→ Extract:

::::::::

Personal information
- Full name: Franciscus Petrus Theodorus Hoek
- Date of birth: 17 October 1956 (age 69)
- Place of birth: Hoorn, Netherlands
- Position: Goalkeeper

Youth career
- 1966–1973: Always Forward

Senior career*
- Years: Team / Apps / (Gls)
- 1973–1985: Volendam

= Frans Hoek =

Dutch footballer and coach

Franciscus Petrus Theodorus "Frans" Hoek (/nl/; born 17 October 1956) is a Dutch football coach and former player. As a player, he was a goalkeeper for Volendam for more than a decade, before going into coaching as an assistant to Louis van Gaal at club sides Ajax, Barcelona, Bayern Munich and Manchester United, as well as the Netherlands national team. He also worked for the Poland national team under fellow Dutchman Leo Beenhakker. He has worked with goalkeepers including Edwin van der Sar, Stanley Menzo, Víctor Valdés, Vítor Baía, Pepe Reina, Robert Enke, Łukasz Fabiański, Thomas Kraft, Michel Vorm and David de Gea. Hoek is widely regarded as one of world football's foremost goalkeeping mentors.

==Playing career==
Starting as an amateur goalkeeper at Always Forward, Hoek played in goal at Volendam from 1973 to 1985, and in 1977 he achieved top flight football for the first time in the club's history. Two years later, Volendam were relegated. In 1983, Hoek and his teammates were promoted back to the Eredivisie, where they spent another two seasons. Hoek scored against Roda JC in September 1983. In 1985, Hoek ended his playing career as a goalkeeper, moving into coaching.

::::::::

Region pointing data

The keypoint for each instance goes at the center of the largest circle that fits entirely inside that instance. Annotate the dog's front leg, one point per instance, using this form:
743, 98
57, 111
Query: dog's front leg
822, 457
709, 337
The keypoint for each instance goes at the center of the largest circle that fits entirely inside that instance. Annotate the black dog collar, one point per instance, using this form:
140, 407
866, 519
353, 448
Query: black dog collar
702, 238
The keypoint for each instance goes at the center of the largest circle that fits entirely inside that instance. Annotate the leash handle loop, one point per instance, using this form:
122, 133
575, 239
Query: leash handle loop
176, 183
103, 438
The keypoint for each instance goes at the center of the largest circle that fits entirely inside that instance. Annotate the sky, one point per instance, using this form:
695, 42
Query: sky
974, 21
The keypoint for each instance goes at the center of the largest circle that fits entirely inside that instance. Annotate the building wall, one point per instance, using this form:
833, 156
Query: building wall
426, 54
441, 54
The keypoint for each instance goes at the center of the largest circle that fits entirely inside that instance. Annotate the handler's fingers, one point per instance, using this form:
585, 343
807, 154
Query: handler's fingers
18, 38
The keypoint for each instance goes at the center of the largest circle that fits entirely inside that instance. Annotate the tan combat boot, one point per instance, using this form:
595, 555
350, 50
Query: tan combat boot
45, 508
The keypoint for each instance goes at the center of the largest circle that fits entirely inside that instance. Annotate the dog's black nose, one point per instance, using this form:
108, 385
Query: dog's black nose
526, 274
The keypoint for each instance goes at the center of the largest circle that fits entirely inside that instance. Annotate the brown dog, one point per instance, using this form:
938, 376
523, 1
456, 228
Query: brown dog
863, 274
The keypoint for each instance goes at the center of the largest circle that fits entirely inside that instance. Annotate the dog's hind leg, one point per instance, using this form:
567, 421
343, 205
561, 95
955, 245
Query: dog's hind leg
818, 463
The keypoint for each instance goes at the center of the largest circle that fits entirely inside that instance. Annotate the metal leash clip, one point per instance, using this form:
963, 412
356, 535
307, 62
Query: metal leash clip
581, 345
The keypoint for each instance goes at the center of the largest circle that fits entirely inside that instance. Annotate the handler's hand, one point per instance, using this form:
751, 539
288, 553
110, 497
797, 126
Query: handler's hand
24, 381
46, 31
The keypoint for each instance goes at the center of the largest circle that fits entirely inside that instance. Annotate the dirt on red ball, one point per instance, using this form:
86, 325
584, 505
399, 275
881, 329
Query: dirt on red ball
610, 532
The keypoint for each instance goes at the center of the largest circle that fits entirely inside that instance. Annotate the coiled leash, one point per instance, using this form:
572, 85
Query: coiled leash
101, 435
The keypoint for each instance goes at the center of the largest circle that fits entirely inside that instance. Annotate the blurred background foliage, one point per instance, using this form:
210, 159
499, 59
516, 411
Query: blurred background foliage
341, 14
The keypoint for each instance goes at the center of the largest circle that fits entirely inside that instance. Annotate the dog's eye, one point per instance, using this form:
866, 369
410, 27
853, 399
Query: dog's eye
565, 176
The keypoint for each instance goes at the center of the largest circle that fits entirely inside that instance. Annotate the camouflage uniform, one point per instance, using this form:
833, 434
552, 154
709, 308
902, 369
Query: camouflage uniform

::::::::

→ Brief: Reproduce the Frans Hoek article above word for word, in full.

→ Task output:
Personal information
- Full name: Franciscus Petrus Theodorus Hoek
- Date of birth: 17 October 1956 (age 69)
- Place of birth: Hoorn, Netherlands
- Position: Goalkeeper

Youth career
- 1966–1973: Always Forward

Senior career*
- Years: Team / Apps / (Gls)
- 1973–1985: Volendam

= Frans Hoek =

Dutch footballer and coach

Franciscus Petrus Theodorus "Frans" Hoek (/nl/; born 17 October 1956) is a Dutch football coach and former player. As a player, he was a goalkeeper for Volendam for more than a decade, before going into coaching as an assistant to Louis van Gaal at club sides Ajax, Barcelona, Bayern Munich and Manchester United, as well as the Netherlands national team. He also worked for the Poland national team under fellow Dutchman Leo Beenhakker. He has worked with goalkeepers including Edwin van der Sar, Stanley Menzo, Víctor Valdés, Vítor Baía, Pepe Reina, Robert Enke, Łukasz Fabiański, Thomas Kraft, Michel Vorm and David de Gea. Hoek is widely regarded as one of world football's foremost goalkeeping mentors.

==Playing career==
Starting as an amateur goalkeeper at Always Forward, Hoek played in goal at Volendam from 1973 to 1985, and in 1977 he achieved top flight football for the first time in the club's history. Two years later, Volendam were relegated. In 1983, Hoek and his teammates were promoted back to the Eredivisie, where they spent another two seasons. Hoek scored against Roda JC in September 1983. In 1985, Hoek ended his playing career as a goalkeeper, moving into coaching.